## The problem
What you print must match the data line for line.

Extracted material: Begin

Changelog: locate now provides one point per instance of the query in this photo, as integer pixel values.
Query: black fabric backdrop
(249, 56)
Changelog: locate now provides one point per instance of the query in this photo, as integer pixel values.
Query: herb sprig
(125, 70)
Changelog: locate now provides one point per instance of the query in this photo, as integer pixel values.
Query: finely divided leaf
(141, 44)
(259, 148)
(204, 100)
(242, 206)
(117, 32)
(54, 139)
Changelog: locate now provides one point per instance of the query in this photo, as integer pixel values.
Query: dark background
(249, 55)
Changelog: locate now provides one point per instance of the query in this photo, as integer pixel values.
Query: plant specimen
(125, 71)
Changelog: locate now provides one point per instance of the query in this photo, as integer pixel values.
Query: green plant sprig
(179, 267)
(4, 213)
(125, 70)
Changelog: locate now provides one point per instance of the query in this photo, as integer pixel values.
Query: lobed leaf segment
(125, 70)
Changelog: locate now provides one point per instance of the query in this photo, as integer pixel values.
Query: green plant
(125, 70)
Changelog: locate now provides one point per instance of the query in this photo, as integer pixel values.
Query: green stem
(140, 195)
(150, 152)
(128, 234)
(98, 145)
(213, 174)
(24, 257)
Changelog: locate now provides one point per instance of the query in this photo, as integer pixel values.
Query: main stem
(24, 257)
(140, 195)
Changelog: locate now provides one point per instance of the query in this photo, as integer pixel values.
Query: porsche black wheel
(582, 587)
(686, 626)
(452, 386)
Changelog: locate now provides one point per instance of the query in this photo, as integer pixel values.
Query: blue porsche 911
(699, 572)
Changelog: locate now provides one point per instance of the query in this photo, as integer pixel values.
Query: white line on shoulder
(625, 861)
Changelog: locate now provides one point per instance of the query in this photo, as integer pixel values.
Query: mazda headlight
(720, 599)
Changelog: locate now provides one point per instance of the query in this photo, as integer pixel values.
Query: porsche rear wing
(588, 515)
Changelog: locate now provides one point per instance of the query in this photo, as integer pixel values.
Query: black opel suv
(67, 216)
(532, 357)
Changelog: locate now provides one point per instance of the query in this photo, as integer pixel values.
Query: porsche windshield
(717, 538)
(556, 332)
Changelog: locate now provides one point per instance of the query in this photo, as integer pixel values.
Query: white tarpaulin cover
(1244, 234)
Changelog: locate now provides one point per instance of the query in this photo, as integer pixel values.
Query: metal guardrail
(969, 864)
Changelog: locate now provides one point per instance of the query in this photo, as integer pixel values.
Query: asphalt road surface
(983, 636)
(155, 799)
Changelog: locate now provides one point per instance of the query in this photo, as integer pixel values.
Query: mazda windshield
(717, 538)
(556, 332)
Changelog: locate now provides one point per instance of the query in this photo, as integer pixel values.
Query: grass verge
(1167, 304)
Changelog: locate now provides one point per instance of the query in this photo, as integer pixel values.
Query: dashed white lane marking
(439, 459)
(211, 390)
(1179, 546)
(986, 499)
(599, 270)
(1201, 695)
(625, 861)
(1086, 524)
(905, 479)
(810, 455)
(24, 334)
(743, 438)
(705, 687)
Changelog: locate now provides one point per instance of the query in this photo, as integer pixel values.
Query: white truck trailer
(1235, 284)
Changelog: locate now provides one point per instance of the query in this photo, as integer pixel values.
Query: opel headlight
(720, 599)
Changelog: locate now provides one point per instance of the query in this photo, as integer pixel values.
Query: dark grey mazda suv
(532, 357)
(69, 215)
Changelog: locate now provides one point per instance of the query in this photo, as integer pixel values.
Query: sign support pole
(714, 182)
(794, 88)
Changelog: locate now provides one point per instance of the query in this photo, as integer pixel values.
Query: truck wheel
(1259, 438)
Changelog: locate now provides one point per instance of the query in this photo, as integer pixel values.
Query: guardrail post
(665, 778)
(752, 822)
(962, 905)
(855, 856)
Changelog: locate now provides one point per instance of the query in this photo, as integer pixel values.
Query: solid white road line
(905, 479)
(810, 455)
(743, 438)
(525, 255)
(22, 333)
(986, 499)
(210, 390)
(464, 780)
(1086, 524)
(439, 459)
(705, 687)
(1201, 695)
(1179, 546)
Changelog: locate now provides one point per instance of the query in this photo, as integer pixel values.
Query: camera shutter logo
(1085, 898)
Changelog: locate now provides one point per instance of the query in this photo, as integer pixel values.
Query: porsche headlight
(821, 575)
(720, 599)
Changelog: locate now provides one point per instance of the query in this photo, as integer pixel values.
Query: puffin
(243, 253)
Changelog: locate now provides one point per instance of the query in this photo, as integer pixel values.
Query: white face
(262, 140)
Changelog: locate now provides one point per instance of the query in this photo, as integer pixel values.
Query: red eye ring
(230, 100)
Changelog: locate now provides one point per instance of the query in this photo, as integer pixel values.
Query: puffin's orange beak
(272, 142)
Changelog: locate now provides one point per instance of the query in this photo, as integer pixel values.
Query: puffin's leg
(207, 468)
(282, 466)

Extracted material: End

## Response for this exercise
Changelog: locate now provides one point per instance of the query in this photo, as integer pixel values.
Query: black fabric backdrop
(249, 56)
Changelog: locate now provides one point per instance of the query in this photo, as integer pixel values.
Query: herb sprig
(125, 70)
Changelog: locate now provides one point per instance of the query in this photo, as integer pixel values.
Query: finely divided leaf
(141, 44)
(259, 148)
(204, 100)
(242, 206)
(117, 32)
(54, 139)
Changelog: locate now provides one point per instance of the query in this photo, as integer pixel values.
Query: dark background
(249, 55)
Changelog: locate now provides one point per instance of the query in this photo, as integer pixel values.
Query: plant specimen
(125, 71)
Changelog: locate now provides one point per instance of the query in this photo, as integer pixel values.
Query: green plant sprig
(179, 267)
(4, 213)
(125, 70)
Changelog: locate now provides one point per instance of the query in this photo, as integer pixel values.
Query: lobed leaf segment
(125, 70)
Changelog: locate now provides one point per instance of the query in this photo, as integer pixel values.
Query: green plant
(125, 70)
Changelog: locate now provides one point per instance of the query in this photo, as integer pixel values.
Query: green stem
(140, 195)
(150, 152)
(128, 234)
(98, 145)
(213, 174)
(24, 257)
Changelog: locate now provides one point per instance of the query in this photo, as integer pixel values.
Query: main stem
(24, 257)
(140, 195)
Changelog: locate now provides one point per instance of the query in this photo, as integer pixel values.
Query: porsche black wheel
(582, 587)
(686, 626)
(452, 386)
Changelog: locate now provides one point per instance of the query in this photo, as integer pixel values.
Query: blue porsche 911
(699, 572)
Changelog: locate now provides one point per instance of the query in this photo, as integer pixel values.
Query: white line on shoulder
(625, 861)
Changelog: locate now provides one point per instance of the query in this photo, as integer pixel values.
Query: mazda headlight
(720, 599)
Changelog: locate now provides one point per instance of the query in this photo, as integer pixel values.
Query: porsche rear wing
(588, 515)
Changelog: locate now provides one point per instance of the query in this photo, as integer pixel values.
Query: black opel suv
(67, 216)
(532, 357)
Changelog: locate now provides one point per instance of the query in this photo, as integer pixel values.
Query: porsche windshield
(717, 538)
(556, 332)
Changelog: locate now provides one point per instance of the query in this photo, as integer pixel values.
Query: white tarpaulin cover
(1244, 234)
Changelog: locate now provides one point per instance of the query in this photo, as integer pixel values.
Query: metal guardrail
(969, 864)
Changelog: locate now provides one point per instance of the query in this photo, as integer pixel values.
Query: asphalt road surface
(983, 636)
(155, 799)
Changelog: locate now provides one point per instance of the query in this photo, as integer pixel values.
Query: mazda windshield
(717, 538)
(556, 332)
Changelog: locate now provides one point per instance of the query in this photo, as integer pixel values.
Query: grass verge
(1167, 304)
Changelog: locate now provides one point per instance of the query in this photo, as integer pixel values.
Query: dashed white lane marking
(439, 459)
(211, 390)
(1179, 546)
(986, 499)
(599, 270)
(1201, 695)
(625, 861)
(1086, 524)
(905, 479)
(810, 455)
(24, 334)
(743, 438)
(705, 687)
Changelog: locate now provides one point per instance of the query in this photo, as integer pixel values.
Query: white truck trailer
(1235, 284)
Changelog: locate now provides one point per instance of the query in this photo, as integer pixel values.
Query: opel headlight
(720, 599)
Changelog: locate now provides one point per instance of the query in this photo, as integer pixel values.
Query: dark grey mazda suv
(532, 357)
(69, 215)
Changelog: locate now provides one point per instance of the query in this photo, as integer pixel values.
Query: sign support pole
(714, 182)
(794, 88)
Changelog: locate now provides one point per instance of the query in this photo, as integer pixel values.
Query: truck wheel
(1259, 438)
Changelog: locate now provides one point per instance of the query in this photo, as integer pixel values.
Query: guardrail post
(665, 778)
(752, 822)
(962, 905)
(855, 856)
Changelog: locate now provides one point per instance of the query in this photo, as integer pixel values.
Query: solid white road line
(905, 479)
(810, 455)
(743, 438)
(525, 255)
(22, 333)
(986, 499)
(210, 390)
(464, 780)
(1086, 524)
(439, 459)
(705, 687)
(1201, 695)
(1179, 546)
Changelog: locate now provides one point per instance of the query in this photo, as integer pixel values.
Query: camera shutter logo
(1085, 898)
Changelog: locate now provides one point per instance of the query in this photo, as integer pixel values.
Query: porsche headlight
(821, 575)
(720, 599)
Changelog: locate now provides one point per instance of the query in this photo, as integer pixel values.
Query: puffin
(243, 253)
Changelog: locate now provides one point per instance of the query in this photo, as integer pixel values.
Query: white face
(262, 140)
Changelog: locate now provides one point per instance of the query in this photo, as integer pixel values.
Query: red eye ring
(230, 100)
Changelog: locate now provides one point per instance of the query in this photo, as integer pixel values.
Query: puffin's orange beak
(272, 142)
Changelog: locate now provides one point per instance of the query in this photo, as integer pixel values.
Query: puffin's leg
(207, 468)
(282, 466)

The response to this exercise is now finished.